■ **Your assignment**
Copy the data exactly. No line may be skipped.
*** Begin section ***
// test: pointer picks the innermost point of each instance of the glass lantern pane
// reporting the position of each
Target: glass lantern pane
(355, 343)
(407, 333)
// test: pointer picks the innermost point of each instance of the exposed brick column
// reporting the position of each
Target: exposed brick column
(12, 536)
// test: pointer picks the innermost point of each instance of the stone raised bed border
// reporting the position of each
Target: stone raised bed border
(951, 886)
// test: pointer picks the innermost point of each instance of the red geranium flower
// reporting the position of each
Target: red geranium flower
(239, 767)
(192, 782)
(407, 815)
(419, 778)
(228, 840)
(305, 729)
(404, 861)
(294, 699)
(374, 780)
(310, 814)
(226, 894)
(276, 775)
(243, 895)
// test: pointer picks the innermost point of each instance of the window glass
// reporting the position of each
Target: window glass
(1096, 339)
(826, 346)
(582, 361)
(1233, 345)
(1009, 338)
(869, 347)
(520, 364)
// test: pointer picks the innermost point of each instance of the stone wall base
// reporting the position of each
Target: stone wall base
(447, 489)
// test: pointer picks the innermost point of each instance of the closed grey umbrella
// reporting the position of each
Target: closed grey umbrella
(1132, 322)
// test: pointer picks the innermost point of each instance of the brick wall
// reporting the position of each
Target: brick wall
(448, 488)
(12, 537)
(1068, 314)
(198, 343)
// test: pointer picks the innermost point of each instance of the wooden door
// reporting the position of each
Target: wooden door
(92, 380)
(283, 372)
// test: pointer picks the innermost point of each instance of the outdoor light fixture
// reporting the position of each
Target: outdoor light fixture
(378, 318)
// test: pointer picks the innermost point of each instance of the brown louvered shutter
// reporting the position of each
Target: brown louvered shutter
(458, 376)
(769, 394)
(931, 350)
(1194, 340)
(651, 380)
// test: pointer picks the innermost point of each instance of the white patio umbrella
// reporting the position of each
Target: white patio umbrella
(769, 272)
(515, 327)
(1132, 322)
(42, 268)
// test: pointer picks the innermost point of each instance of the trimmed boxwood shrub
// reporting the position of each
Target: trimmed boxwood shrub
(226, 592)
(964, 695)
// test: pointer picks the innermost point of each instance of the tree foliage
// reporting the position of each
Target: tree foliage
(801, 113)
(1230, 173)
*** End section ***
■ **Written answer**
// test: pointer picks the innermost point of each instance of the glass lantern pane
// reporting the position of each
Target: glass lantern pane
(355, 343)
(407, 333)
// test: pointer picks the innermost point of each instance of the exposed brick column
// reporting the position of each
Target: exposed brick column
(12, 536)
// test: pointer picks the innermost point of each instance of the stone raised bed border
// reporting the position of each
Target: stone raised bed border
(951, 886)
// test: pointer picks the innermost point of each instance of the red geranium flower
// reporting the position of each
Target: red geranium flower
(239, 767)
(192, 782)
(407, 815)
(419, 778)
(228, 840)
(305, 729)
(404, 861)
(294, 699)
(374, 780)
(310, 814)
(226, 894)
(276, 775)
(243, 895)
// test: pointer picks the innermost point of each instance of the window glass
// reporting the position of each
Target: window glass
(1096, 339)
(826, 346)
(582, 361)
(1233, 345)
(1009, 338)
(869, 347)
(520, 364)
// test: pointer picks the innermost point of each instance of the stone wall base
// reporting the position of each
Target: stone wall base
(447, 489)
// test: pointer picks the innermost point of each instance of the closed grey umbrella
// reporting the position of each
Target: closed grey umbrella
(1132, 322)
// test: pointer picks the innermost point of each instance of the brick wall
// reporting the position of each
Target: brick wall
(448, 488)
(12, 537)
(1068, 314)
(198, 343)
// test: pointer picks the innermost point of each instance of the wooden door
// reporting the position of each
Target: wooden door
(92, 380)
(283, 372)
// test: pointer picks the innermost point of each instance of the outdoor light fixture
// reporting the position of each
Target: outdoor light fixture
(378, 318)
// test: pointer picks the innermost point of each instance of the brown louvered shutter
// reporting the position of each
Target: brown louvered shutter
(458, 376)
(769, 394)
(931, 350)
(1194, 340)
(651, 380)
// test: pointer picks the innermost point of each instance of the white patio umbrella
// reporting the position of each
Target: white patio umbrella
(769, 272)
(515, 327)
(1132, 322)
(42, 268)
// test: pointer picks the innermost point of each instance of the trimmed boxwood shrub
// reporting the position of each
Target: trimmed boxwood shrub
(226, 592)
(964, 695)
// test: pointer picks the innermost point of each instance of the tree foliage
// reporting the position of each
Target: tree foliage
(801, 113)
(1230, 173)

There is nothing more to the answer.